> WHAT TO WORK ON
Leave the pictures out, and retype all of the material exactly as written.

+++ THE DATA +++

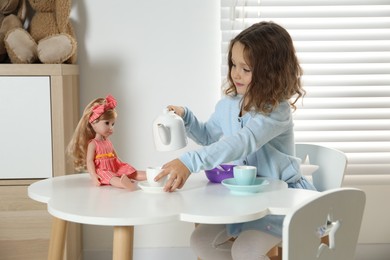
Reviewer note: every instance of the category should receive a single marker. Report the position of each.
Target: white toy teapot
(169, 132)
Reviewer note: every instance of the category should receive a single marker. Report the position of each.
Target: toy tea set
(169, 135)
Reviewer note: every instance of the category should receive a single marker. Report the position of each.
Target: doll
(91, 148)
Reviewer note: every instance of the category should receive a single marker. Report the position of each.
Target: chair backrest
(303, 226)
(332, 164)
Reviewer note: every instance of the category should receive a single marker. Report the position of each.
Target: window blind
(344, 49)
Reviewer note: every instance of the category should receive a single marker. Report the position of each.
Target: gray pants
(212, 242)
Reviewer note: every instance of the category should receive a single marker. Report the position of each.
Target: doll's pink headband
(98, 110)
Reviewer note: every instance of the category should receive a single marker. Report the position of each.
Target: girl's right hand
(178, 110)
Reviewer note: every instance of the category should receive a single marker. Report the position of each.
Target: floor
(178, 253)
(370, 252)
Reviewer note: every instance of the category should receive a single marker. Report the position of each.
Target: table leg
(123, 243)
(57, 239)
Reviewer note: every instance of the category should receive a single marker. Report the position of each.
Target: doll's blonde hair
(77, 148)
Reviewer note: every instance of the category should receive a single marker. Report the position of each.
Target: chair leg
(276, 252)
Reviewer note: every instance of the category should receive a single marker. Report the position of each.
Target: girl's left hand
(178, 172)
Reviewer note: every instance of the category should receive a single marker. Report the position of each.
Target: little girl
(90, 147)
(251, 125)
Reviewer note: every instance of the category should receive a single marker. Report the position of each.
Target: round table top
(74, 198)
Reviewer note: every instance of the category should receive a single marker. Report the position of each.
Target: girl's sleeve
(257, 132)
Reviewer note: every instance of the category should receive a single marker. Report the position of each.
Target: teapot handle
(164, 133)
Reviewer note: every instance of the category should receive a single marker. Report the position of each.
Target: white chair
(332, 164)
(305, 225)
(329, 174)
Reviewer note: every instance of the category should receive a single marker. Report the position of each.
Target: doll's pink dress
(107, 165)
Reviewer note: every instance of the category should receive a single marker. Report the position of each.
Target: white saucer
(259, 184)
(145, 186)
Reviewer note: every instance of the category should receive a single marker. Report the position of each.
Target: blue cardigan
(264, 141)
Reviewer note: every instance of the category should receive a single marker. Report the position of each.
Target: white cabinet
(26, 149)
(39, 110)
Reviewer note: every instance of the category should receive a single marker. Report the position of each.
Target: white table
(74, 198)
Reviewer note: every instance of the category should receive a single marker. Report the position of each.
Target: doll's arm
(91, 163)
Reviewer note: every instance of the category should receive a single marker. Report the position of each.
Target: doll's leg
(211, 242)
(253, 245)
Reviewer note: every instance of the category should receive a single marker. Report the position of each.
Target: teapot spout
(164, 134)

+++

> TASK RESPONSE
Reviewer note: every instance of the category should receive a single marker. Report the position of each.
Target: white toy teapot
(169, 132)
Reviewer note: every instance of the category should receive a single marker. Report the position of each.
Target: toy tea set
(169, 135)
Reviewer note: every instance of the category should receive a single marker. Report the position of each.
Target: doll
(91, 148)
Reviewer note: every instance of the category should receive a single marker. Report the position of each.
Target: chair backrest
(303, 226)
(332, 164)
Reviewer note: every instance of the category should receive a single marker. Report the position of each.
Target: window blind
(344, 49)
Reviewer note: every instance of the category should receive a single marker. Report the position of each.
Target: gray pants
(212, 242)
Reviewer note: every instance of the category should receive a single marker. Report the position of each.
Target: doll's pink headband
(98, 110)
Reviewer note: every instance of the category should receive a single marker. Report the position of each.
Target: girl's right hand
(178, 110)
Reviewer note: every instance of the category should receive a single marker. Report the position of each.
Target: floor
(178, 253)
(370, 252)
Reviewer note: every instance of the category should receive a single marker. Report the position of each.
Target: table leg
(123, 243)
(57, 239)
Reviewer note: every instance of the category should receive a single marker. Report the position of each.
Target: doll's blonde hair
(77, 148)
Reviewer note: every instance of the category should receive a single marker. Report the position of each.
Target: chair leg
(276, 252)
Reviewer note: every instance of the category should receive a single marker. Report the position of each.
Target: girl's left hand
(178, 172)
Reviewer note: every instance of the category should receive a single marker. Report the position of each.
Target: little girl
(90, 147)
(251, 125)
Reviewer note: every instance of the category should receive a single marker. Report the position of each.
Target: round table top
(74, 198)
Reviewer note: every instance of the category should receive a single marker. Report the position of each.
Target: girl's sleeve
(257, 132)
Reviewer note: every instance of the category should receive a single marker. Report the position of each.
Target: teapot handle
(164, 133)
Reviewer note: every instance of the category should receive a single marker. Report the position of each.
Target: white chair
(332, 164)
(305, 225)
(329, 174)
Reviewer note: every instance of the category should receive a single marker. Report the position of each.
Target: doll's pink dress
(107, 165)
Reviewer note: every instance of the category should receive a single marker. Report the position of each.
Target: white saucer
(259, 184)
(145, 186)
Reviewer note: every instance of the category should receive a single marker. Report the position of each.
Target: blue cardigan
(264, 141)
Reviewer note: every instance of the category should receive a single marker. Report the position of each.
Target: white cabinet
(26, 149)
(39, 110)
Reviewer note: every instance of the category should receive a single marker. Report the position of each.
Target: white table
(74, 198)
Reviewer note: every instance of the category should receive a single marker. Report the position of each.
Target: doll's arm
(91, 163)
Reviewer note: every instance of the category should receive a single marker. Report the position of each.
Target: doll's leg
(211, 242)
(253, 245)
Reviewer note: every instance of the category should receive a single marker. Report the position of each.
Target: teapot spout
(164, 134)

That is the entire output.